** START OF Rows **

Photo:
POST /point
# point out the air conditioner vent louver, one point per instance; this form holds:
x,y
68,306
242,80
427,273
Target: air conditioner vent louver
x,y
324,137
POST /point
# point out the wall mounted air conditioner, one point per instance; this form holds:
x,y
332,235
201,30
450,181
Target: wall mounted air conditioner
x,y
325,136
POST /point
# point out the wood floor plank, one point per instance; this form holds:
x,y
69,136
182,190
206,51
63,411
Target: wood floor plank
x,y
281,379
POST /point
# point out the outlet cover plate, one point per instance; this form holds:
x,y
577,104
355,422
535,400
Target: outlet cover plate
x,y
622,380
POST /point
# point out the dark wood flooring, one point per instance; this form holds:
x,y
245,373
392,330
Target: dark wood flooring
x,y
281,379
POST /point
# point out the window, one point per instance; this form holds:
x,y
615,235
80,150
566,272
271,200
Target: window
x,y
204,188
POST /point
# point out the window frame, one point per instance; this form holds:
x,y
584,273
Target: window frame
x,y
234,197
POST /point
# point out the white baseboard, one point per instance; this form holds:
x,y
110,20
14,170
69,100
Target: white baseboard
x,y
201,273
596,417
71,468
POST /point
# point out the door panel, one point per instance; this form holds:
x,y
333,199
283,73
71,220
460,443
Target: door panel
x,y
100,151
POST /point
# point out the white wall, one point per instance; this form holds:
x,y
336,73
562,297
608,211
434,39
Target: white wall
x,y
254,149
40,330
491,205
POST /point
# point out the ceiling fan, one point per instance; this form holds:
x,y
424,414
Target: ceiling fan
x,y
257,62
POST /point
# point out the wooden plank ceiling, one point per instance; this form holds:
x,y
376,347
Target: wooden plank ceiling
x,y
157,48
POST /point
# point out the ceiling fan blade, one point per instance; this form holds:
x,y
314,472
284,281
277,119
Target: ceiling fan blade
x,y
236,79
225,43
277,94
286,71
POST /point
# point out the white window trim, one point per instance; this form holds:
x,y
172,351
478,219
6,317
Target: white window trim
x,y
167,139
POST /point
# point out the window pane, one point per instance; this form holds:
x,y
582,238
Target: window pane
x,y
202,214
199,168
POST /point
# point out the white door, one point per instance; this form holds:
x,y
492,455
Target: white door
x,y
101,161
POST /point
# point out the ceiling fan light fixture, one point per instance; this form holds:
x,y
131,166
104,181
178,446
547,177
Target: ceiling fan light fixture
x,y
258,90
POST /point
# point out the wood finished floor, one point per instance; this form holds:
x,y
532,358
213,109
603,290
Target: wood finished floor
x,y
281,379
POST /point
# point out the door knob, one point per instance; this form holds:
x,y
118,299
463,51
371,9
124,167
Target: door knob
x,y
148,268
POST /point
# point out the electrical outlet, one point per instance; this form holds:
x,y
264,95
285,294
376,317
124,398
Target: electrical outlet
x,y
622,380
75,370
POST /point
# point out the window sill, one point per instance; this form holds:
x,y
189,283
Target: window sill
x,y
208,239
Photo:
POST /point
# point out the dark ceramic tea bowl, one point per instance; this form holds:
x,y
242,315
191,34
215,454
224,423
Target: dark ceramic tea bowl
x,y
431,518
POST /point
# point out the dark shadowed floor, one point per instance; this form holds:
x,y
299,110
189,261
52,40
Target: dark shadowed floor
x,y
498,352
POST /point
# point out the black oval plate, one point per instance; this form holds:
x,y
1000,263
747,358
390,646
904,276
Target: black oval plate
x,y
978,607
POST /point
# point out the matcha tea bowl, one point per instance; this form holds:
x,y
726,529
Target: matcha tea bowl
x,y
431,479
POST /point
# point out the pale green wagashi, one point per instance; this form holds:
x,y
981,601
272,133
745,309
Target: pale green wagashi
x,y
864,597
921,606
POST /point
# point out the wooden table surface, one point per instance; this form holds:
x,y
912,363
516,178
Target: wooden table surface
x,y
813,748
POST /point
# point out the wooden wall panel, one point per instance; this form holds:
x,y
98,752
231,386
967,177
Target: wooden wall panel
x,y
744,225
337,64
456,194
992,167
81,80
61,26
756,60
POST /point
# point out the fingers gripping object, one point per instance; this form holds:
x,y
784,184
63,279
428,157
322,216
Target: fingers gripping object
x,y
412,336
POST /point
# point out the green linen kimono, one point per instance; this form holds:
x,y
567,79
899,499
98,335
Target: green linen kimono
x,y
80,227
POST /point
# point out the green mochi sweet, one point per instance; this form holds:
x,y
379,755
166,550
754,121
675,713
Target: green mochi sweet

** END OF Rows **

Task goal
Copy all the entries verbatim.

Finished task
Photo:
POST /point
# point out the air conditioner vent louver, one point per instance; this form holds:
x,y
68,306
242,80
427,273
Target: air conditioner vent louver
x,y
324,137
POST /point
# point out the wall mounted air conditioner, one point per instance; this form holds:
x,y
332,235
201,30
450,181
Target: wall mounted air conditioner
x,y
325,136
POST /point
# point out the wood floor plank, one point per instance; this form holds:
x,y
69,136
182,190
206,51
63,411
Target: wood floor plank
x,y
281,379
POST /point
# point out the outlet cover plate, one point per instance; this form holds:
x,y
577,104
355,422
535,400
Target: outlet cover plate
x,y
622,380
POST /point
# point out the dark wood flooring, one point per instance; this form holds:
x,y
245,373
392,330
Target: dark wood flooring
x,y
281,379
POST /point
# point out the window, one point per instance; this form holds:
x,y
615,235
80,150
566,272
271,200
Target: window
x,y
204,188
POST /point
# point out the window frame, one point per instance; this form holds:
x,y
584,273
Target: window frame
x,y
234,197
POST /point
# point out the white baseboard, one point per instance; this form holds:
x,y
110,20
14,170
69,100
Target: white baseboard
x,y
201,273
596,417
71,468
POST /point
# point out the door panel, one point per instance; this form holds:
x,y
333,199
283,73
71,220
460,443
Target: door panel
x,y
100,151
POST /point
# point out the white wall, one point per instance; this form holds:
x,y
336,73
562,297
608,211
434,39
Target: white wall
x,y
254,149
40,330
491,205
POST /point
# point out the ceiling fan, one point per instance; this form holds:
x,y
424,414
Target: ceiling fan
x,y
257,62
POST /point
# point out the wooden plank ceiling, one point per instance; this form holds:
x,y
376,347
Target: wooden plank ceiling
x,y
157,48
POST /point
# point out the ceiling fan blade, one point per instance; this form holds:
x,y
314,472
284,281
277,119
Target: ceiling fan blade
x,y
236,79
225,43
277,94
286,71
POST /point
# point out the white window trim, one point per instance; this form holds:
x,y
172,351
478,219
6,317
Target: white window trim
x,y
167,139
POST /point
# point out the window pane, one point per instance; this form holds:
x,y
582,238
Target: window pane
x,y
202,214
199,168
POST /point
# point out the white door, one point per instance; this form holds:
x,y
492,455
Target: white door
x,y
101,161
POST /point
# point out the ceiling fan light fixture, one point per instance; this form holds:
x,y
131,166
104,181
178,446
547,177
Target: ceiling fan light fixture
x,y
258,90
POST /point
# point out the wood finished floor, one point per instance; this form holds:
x,y
532,358
213,109
603,290
Target: wood finished floor
x,y
281,379
POST /point
# point out the door knob, one point per instance; this form holds:
x,y
118,299
463,51
371,9
124,167
Target: door knob
x,y
148,268
POST /point
# point out the electrical outlet, one point per instance; this form holds:
x,y
264,95
285,294
376,317
124,398
Target: electrical outlet
x,y
622,380
75,370
POST /point
# point out the window sill, one point per instance; this form holds:
x,y
189,283
Target: window sill
x,y
208,239
Photo:
POST /point
# point out the dark ceramic tea bowl, one point per instance; this form holds:
x,y
242,315
191,34
215,454
224,423
Target: dark ceramic tea bowl
x,y
431,518
POST /point
# point out the dark shadowed floor, one point per instance; this form holds:
x,y
299,110
189,261
52,40
Target: dark shadowed floor
x,y
498,352
POST /point
# point out the black oval plate, one point per instance; this form holds:
x,y
1000,263
747,358
390,646
904,276
Target: black oval plate
x,y
978,607
POST /point
# point out the matcha tea bowl, one point per instance; this form holds:
x,y
726,529
Target: matcha tea bowl
x,y
431,479
POST /point
# point out the pale green wagashi, one point per instance; this form holds:
x,y
981,601
272,133
745,309
Target: pale green wagashi
x,y
864,597
921,606
POST /point
# point out the wooden table surface, one point per instance; this form holds:
x,y
912,363
516,178
Target: wooden table surface
x,y
813,748
POST /point
# point out the wooden wall panel, one point per instance; this form holds:
x,y
98,752
231,386
967,177
Target: wooden wall panel
x,y
744,225
337,64
456,194
992,167
81,80
61,26
756,60
POST /point
# point out the fingers gripping object, one point per instance; this form holds:
x,y
784,184
63,279
428,157
322,216
Target: fingers gripping object
x,y
412,336
POST /point
# point out the green linen kimono, one point per instance; this form holds:
x,y
567,79
899,499
98,335
Target: green linen kimono
x,y
80,227
POST /point
# point out the green mochi sweet, one point per instance; this form holds:
x,y
379,755
166,550
754,121
675,713
Target: green mochi sweet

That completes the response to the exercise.